*** Opening of Exercise input ***

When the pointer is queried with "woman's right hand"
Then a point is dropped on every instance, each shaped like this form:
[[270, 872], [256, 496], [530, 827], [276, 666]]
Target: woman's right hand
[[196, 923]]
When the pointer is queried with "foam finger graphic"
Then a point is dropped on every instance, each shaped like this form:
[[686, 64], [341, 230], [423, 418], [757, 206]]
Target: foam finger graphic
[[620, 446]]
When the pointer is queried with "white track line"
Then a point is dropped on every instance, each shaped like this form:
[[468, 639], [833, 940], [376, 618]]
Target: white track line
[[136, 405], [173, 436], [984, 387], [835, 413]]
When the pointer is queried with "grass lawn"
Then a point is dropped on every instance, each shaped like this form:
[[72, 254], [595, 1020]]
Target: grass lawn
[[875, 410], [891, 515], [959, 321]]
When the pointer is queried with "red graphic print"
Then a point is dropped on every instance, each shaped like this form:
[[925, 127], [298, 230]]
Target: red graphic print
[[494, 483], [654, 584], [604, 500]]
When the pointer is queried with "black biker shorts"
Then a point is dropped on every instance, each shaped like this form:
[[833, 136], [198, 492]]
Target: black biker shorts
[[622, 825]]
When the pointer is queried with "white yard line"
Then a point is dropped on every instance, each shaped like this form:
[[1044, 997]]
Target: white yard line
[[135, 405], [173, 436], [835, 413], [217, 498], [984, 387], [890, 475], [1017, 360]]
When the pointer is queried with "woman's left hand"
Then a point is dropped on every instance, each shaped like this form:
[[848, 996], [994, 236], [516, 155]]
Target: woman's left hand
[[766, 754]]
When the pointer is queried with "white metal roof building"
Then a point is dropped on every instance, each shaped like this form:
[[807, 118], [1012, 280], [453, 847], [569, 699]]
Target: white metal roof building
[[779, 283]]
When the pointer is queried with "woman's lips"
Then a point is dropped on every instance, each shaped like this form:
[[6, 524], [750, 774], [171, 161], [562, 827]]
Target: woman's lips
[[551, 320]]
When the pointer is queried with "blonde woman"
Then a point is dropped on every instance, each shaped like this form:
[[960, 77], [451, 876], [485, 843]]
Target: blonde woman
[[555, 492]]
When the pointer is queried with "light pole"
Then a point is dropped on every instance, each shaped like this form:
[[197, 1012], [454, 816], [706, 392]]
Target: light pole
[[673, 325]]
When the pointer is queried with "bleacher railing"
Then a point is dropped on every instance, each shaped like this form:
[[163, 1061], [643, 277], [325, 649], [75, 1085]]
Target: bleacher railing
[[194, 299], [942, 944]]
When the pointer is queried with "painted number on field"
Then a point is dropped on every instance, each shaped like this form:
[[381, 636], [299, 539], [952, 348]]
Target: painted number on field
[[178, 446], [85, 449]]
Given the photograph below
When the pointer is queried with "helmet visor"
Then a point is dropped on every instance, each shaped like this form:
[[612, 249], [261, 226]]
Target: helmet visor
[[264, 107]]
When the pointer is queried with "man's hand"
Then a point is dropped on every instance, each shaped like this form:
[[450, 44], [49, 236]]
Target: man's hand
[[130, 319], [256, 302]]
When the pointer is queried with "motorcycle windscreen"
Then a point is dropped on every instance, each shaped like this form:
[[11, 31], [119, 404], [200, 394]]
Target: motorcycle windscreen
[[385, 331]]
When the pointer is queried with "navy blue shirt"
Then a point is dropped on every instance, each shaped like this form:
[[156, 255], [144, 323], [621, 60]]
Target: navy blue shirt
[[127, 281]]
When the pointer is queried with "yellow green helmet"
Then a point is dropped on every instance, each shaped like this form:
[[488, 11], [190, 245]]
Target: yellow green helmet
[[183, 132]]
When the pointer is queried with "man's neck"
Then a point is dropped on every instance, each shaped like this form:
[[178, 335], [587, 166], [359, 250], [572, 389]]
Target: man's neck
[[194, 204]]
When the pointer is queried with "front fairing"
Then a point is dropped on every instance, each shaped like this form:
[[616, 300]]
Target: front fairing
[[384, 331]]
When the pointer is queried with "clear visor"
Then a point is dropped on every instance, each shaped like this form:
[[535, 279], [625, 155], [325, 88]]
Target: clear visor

*** Close of Exercise input ***

**Task description**
Every line of the data must be written out again word for word.

**Solution below**
When the pointer is queried with "woman's right hand"
Then a point is dropped on every instance, each shaped like this form:
[[270, 872], [256, 496], [530, 827], [276, 666]]
Target: woman's right hand
[[196, 923]]
When the pointer is queried with "foam finger graphic"
Then a point is dropped on every instance, each shaped like this form:
[[686, 64], [341, 230], [423, 418], [757, 206]]
Target: foam finger graphic
[[620, 446]]
When the pointer is queried with "white track line"
Then a point is dropped on every instance, each shaped like this form:
[[468, 639], [833, 940], [376, 618]]
Target: white track line
[[136, 405], [173, 436], [984, 387], [835, 413]]
When the pointer is queried with "grass lawn"
Then a point is dropped on every instance, each shaped like this form:
[[72, 254], [595, 1020]]
Target: grass lawn
[[875, 410], [891, 515], [959, 321]]
When the pointer is queried with "red graphic print"
Then a point is dropped on every instance, each shaped like this form:
[[925, 127], [298, 230]]
Target: red graphic print
[[494, 483], [654, 584], [604, 500]]
When the pointer is queried with "black biker shorts"
Then a point is dropped on every instance, each shaped like this form:
[[833, 136], [198, 492]]
Target: black biker shorts
[[622, 825]]
When the pointer is queried with "white yard line"
Then a point is dropped on every instance, each shaped like this form:
[[1044, 997]]
Target: white yard line
[[135, 405], [173, 436], [835, 413], [217, 498], [984, 387], [890, 475], [1017, 360]]
When the pointer is queried with "woman's left hand"
Then a point is dropped on every instance, each shaped like this form:
[[848, 996], [994, 236], [516, 155]]
Target: woman's left hand
[[766, 754]]
When the pointer is queried with "white metal roof building"
Then a point is dropped on every instance, each shaped like this form:
[[807, 118], [1012, 280], [453, 847], [569, 699]]
Target: white metal roof building
[[779, 283]]
When the pointer is queried with "woman's lips"
Then a point is dropped on every instance, each shaped like this form:
[[6, 524], [750, 774], [171, 161], [562, 827]]
Target: woman's lips
[[551, 320]]
When the pointer is queried with "blonde woman"
Then a point is dropped on every instance, each shaped like this form:
[[960, 77], [451, 876], [485, 843]]
Target: blonde woman
[[555, 492]]
When the pointer is queried with "light pole"
Then a point is dropped on every instance, each shaped like this form:
[[197, 1012], [454, 816], [706, 392]]
Target: light pole
[[673, 325]]
When the pointer is queried with "bleacher railing"
Then a point is dropped on every instance, each shaped like this form:
[[163, 1061], [643, 277], [325, 649], [75, 1085]]
Target: bleacher railing
[[194, 299], [942, 944]]
When the pointer is queried with "painted number on field"
Then a point is dropped on every instance, each shaped like this form:
[[381, 636], [299, 539], [952, 348]]
Target: painted number on field
[[178, 446], [85, 449]]
Given the photograph below
When the pointer is queried with "helmet visor"
Then a point is dropped on every instance, each shaped like this form:
[[612, 249], [261, 226]]
Target: helmet visor
[[264, 107]]
When the pointer is queried with "man's hand"
Then a point is dropped on every instance, each shaped like this form:
[[450, 44], [49, 236]]
Target: man's hand
[[130, 319], [256, 302]]
When the pointer is queried with "motorcycle windscreen"
Then a point is dropped on every instance, each shaped like this form:
[[11, 31], [119, 404], [200, 394]]
Target: motorcycle windscreen
[[385, 331]]
When the pointer is queried with "navy blue shirt"
Then a point is dropped on every instance, each shaped like this form:
[[156, 255], [144, 323], [621, 60]]
Target: navy blue shirt
[[127, 281]]
When the pointer is queried with "yellow green helmet"
Then a point is dropped on every instance, each shaped like this form:
[[488, 11], [190, 245]]
Target: yellow green helmet
[[183, 132]]
When the pointer is queried with "man's neck"
Then a point is dropped on every instance, each shaped like this form:
[[178, 335], [587, 166], [359, 250], [572, 389]]
Target: man's neck
[[194, 204]]
When the pointer is queried with "front fairing"
Then a point is dropped on every instance, each shaped like this form:
[[616, 300]]
Target: front fairing
[[384, 331]]
When the pointer is queried with "clear visor"
Then a point is dropped on every instance, each shaped like this form:
[[535, 279], [625, 155], [325, 88]]
Target: clear visor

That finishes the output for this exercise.